Problem requirements: Keeping every word intact, reproduce all of the records.

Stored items
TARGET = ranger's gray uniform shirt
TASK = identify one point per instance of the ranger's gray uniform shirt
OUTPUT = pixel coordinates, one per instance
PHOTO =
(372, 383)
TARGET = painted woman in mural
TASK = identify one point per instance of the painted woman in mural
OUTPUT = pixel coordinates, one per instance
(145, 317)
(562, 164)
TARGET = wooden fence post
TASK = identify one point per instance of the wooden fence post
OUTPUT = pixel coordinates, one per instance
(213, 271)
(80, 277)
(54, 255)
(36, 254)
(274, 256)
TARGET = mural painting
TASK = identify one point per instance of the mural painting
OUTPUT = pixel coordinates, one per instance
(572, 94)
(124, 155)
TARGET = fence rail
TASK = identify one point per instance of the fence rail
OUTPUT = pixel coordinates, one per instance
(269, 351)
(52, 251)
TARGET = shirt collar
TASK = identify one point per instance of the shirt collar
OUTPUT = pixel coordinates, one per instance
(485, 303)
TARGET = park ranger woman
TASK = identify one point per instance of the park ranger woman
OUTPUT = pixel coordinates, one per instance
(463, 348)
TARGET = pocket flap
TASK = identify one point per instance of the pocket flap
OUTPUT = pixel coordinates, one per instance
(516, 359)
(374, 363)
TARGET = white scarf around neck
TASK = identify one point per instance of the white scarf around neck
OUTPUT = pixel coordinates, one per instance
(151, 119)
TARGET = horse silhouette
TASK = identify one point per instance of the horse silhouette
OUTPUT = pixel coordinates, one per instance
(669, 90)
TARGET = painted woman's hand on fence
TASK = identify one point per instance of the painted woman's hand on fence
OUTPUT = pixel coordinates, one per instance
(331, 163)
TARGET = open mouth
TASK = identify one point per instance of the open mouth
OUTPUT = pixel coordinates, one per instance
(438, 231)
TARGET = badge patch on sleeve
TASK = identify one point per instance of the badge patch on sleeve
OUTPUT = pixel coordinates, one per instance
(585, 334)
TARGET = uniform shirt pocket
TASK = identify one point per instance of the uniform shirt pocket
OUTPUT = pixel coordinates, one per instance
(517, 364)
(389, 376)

Response below:
TARGET = ranger's gray uniform shirt
TASK = identify one point per instance of the ranger's gray uniform shirt
OUTPUT = pixel coordinates, one per instance
PHOTO =
(372, 383)
TARGET = painted woman in mural
TASK = identify one point per instance of the painted woman in mural
OUTPUT = pixel coordinates, one per instance
(145, 317)
(562, 164)
TARGET = wooden fence post
TASK = identify one point per instance of the wooden fence post
OUTPUT = pixel coordinates, one per instance
(213, 271)
(80, 277)
(54, 255)
(36, 254)
(274, 256)
TARGET = mural painting
TASK = identify one point per instance of the mural painting
OUTPUT = pixel coordinates, one per instance
(572, 94)
(124, 155)
TARGET = fence rail
TASK = identify one point per instance of the fence rail
OUTPUT = pixel coordinates, one per instance
(269, 351)
(52, 251)
TARGET = shirt collar
TASK = identify one point per instance of the shirt collar
OUTPUT = pixel coordinates, one per instance
(485, 303)
TARGET = park ranger woman
TASK = identify one point per instance of the park ranger woman
OUTPUT = pixel coordinates, one per instance
(463, 348)
TARGET = pocket flap
TASK = identify one point per instance of the pocket flap
OUTPUT = pixel coordinates, one per instance
(516, 359)
(374, 363)
TARGET = white scarf around neck
TASK = identify one point per instance of the white scarf around neck
OUTPUT = pixel coordinates, one per instance
(151, 119)
TARGET = horse silhouette
TASK = identify one point per instance of the horse silhouette
OUTPUT = pixel coordinates, one per instance
(669, 90)
TARGET = painted woman's hand on fence
TASK = identify one point per instance of the painted woman's hand on fence
OUTPUT = pixel coordinates, one per instance
(331, 163)
TARGET = open mouth
TASK = identify one point per instance of the open mouth
OUTPUT = pixel coordinates, one per instance
(438, 231)
TARGET = badge patch on sleeve
TASK = identify one point per instance of the badge patch on sleeve
OUTPUT = pixel coordinates, one per instance
(585, 334)
TARGET = uniform shirt pocket
TASK = identify one point per instance of the uniform shirt pocket
OUTPUT = pixel coordinates, one per instance
(517, 364)
(389, 376)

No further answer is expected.